#### Exercise aim:
The first line of the entries below, the line containing "positive clicks: (720, 881)", and every line between them should be repeated exactly, and nothing else.

Dataset entries
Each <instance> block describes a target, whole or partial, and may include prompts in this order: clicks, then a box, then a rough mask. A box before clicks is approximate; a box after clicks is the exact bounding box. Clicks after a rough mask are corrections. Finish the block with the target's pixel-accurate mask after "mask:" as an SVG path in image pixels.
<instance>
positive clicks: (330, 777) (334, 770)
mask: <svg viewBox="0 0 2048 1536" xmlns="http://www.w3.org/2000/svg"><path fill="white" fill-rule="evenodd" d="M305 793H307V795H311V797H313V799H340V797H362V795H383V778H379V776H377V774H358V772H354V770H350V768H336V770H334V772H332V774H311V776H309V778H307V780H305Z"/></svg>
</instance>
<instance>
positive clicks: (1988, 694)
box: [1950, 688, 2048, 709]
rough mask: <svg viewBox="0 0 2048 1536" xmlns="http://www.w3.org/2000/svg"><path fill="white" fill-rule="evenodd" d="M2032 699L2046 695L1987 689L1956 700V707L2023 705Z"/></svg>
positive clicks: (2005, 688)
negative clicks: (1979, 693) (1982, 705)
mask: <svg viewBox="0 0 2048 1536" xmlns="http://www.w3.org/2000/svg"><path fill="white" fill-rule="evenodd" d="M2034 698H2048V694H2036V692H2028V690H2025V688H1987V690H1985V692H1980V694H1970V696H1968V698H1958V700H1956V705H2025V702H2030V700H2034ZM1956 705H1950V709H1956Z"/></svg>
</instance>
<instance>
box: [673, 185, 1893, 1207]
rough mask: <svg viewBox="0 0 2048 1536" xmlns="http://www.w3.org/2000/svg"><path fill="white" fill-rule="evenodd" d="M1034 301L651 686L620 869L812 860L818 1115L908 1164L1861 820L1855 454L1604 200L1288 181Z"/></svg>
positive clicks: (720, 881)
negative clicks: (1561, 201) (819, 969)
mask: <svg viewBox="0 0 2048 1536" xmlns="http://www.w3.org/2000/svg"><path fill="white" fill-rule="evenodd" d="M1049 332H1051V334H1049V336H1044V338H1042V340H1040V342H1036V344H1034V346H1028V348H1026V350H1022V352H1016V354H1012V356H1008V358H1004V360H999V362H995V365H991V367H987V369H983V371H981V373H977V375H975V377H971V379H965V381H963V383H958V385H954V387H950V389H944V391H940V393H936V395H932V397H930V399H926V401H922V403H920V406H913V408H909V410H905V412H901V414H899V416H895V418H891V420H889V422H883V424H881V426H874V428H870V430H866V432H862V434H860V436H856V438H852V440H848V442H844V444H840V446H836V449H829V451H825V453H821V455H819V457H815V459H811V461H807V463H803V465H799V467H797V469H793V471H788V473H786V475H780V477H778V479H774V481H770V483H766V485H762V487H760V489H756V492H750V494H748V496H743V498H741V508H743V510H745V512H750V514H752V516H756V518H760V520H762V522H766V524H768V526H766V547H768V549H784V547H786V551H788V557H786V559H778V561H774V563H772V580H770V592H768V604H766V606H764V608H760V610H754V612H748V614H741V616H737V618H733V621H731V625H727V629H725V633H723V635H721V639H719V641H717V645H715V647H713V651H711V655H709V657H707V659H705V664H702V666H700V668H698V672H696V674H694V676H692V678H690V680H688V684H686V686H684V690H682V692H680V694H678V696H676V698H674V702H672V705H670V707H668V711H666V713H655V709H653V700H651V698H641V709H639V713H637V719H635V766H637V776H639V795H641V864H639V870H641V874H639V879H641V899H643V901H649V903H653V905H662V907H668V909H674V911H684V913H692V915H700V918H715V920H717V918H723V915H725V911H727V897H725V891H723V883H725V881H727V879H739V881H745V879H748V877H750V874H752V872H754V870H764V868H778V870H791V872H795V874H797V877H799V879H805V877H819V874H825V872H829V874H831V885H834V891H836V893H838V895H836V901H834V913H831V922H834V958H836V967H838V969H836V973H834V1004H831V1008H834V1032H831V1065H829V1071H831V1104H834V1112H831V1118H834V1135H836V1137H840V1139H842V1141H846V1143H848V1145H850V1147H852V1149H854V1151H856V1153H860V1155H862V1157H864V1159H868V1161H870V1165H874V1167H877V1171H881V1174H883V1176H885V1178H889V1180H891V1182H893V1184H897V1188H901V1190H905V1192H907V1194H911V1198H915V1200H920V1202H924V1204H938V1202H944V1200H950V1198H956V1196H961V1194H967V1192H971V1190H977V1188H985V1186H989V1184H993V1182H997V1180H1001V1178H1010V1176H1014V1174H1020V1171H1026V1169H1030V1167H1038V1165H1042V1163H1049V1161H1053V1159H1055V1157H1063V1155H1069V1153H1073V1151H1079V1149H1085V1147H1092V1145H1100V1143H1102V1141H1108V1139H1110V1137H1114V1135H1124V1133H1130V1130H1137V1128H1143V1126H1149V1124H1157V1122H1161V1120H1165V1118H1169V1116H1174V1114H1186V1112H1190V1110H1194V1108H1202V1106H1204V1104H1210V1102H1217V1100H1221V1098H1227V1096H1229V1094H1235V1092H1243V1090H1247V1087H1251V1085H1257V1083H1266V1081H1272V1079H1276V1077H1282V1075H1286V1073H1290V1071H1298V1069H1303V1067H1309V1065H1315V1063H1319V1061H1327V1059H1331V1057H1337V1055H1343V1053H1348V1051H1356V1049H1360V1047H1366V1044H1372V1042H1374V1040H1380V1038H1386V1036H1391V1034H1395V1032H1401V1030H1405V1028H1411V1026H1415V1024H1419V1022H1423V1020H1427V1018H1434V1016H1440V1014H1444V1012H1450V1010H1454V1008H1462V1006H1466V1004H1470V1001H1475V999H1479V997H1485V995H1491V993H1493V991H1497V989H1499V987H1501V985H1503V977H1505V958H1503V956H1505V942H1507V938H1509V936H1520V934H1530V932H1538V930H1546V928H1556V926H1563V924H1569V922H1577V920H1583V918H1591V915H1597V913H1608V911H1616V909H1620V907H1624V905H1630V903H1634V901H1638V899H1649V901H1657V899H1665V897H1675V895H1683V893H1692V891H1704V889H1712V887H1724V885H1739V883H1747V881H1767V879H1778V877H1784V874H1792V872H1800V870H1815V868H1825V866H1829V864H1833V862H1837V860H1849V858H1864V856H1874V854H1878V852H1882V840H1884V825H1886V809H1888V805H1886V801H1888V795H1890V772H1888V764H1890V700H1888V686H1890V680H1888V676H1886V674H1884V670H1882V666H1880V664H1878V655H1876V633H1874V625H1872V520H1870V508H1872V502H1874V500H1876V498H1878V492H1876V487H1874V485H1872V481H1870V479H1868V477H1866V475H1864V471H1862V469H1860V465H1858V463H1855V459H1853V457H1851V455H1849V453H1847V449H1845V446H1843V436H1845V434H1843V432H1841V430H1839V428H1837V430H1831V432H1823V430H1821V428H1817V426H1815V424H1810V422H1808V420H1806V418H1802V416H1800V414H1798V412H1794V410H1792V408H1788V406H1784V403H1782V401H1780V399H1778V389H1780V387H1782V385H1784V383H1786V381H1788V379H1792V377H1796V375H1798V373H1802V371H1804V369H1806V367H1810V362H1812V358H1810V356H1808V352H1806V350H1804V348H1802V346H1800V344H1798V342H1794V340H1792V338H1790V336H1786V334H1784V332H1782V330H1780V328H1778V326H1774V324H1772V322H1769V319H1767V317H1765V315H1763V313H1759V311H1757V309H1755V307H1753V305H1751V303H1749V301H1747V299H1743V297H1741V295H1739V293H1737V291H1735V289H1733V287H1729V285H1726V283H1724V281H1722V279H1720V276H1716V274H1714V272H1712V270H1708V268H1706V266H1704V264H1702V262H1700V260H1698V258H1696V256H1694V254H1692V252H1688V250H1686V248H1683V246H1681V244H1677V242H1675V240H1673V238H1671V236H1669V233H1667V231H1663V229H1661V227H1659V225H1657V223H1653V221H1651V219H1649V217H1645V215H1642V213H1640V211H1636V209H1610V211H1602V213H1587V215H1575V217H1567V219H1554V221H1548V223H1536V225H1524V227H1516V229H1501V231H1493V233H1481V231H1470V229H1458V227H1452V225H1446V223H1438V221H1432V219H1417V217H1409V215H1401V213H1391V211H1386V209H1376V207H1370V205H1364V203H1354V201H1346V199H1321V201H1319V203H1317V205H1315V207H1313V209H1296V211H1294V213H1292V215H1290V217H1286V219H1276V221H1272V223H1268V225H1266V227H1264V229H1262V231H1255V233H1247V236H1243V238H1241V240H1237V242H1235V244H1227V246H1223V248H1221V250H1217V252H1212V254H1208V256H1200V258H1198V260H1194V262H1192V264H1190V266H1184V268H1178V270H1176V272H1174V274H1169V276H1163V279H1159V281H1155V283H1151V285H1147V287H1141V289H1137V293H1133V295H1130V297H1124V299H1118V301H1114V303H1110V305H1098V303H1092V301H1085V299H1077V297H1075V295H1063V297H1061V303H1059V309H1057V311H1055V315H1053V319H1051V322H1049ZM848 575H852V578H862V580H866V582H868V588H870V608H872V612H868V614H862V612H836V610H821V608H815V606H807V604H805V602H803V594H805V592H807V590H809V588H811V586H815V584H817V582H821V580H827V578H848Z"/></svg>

#### Output:
Each <instance> block describes a target, whole or partial, and may include prompts in this order: clicks, then a box, then a rough mask. A box before clicks is approximate; a box after clicks is the exact bounding box. Clicks after a rough mask are corrections. Finish the block with the target's pixel-accurate mask after "mask:" as an SVG path in image pixels.
<instance>
positive clicks: (330, 777) (334, 770)
mask: <svg viewBox="0 0 2048 1536" xmlns="http://www.w3.org/2000/svg"><path fill="white" fill-rule="evenodd" d="M305 793H307V795H311V797H313V799H340V797H362V795H383V778H379V776H377V774H358V772H354V770H350V768H336V770H334V772H332V774H311V776H309V778H307V780H305Z"/></svg>
</instance>
<instance>
positive clicks: (1988, 694)
box: [1950, 688, 2048, 709]
rough mask: <svg viewBox="0 0 2048 1536" xmlns="http://www.w3.org/2000/svg"><path fill="white" fill-rule="evenodd" d="M2032 699L2046 695L1987 689L1956 700V707L2023 705Z"/></svg>
positive clicks: (2005, 688)
negative clicks: (1979, 693) (1982, 705)
mask: <svg viewBox="0 0 2048 1536" xmlns="http://www.w3.org/2000/svg"><path fill="white" fill-rule="evenodd" d="M2034 698H2048V694H2036V692H2028V690H2025V688H1987V690H1985V692H1980V694H1970V696H1968V698H1958V700H1956V705H2025V702H2030V700H2034ZM1956 705H1950V709H1956Z"/></svg>
</instance>
<instance>
box: [673, 185, 1893, 1207]
rough mask: <svg viewBox="0 0 2048 1536" xmlns="http://www.w3.org/2000/svg"><path fill="white" fill-rule="evenodd" d="M1034 301L651 686L620 869L812 860L818 1115L908 1164L1861 820L1855 454L1604 200L1288 181Z"/></svg>
positive clicks: (720, 881)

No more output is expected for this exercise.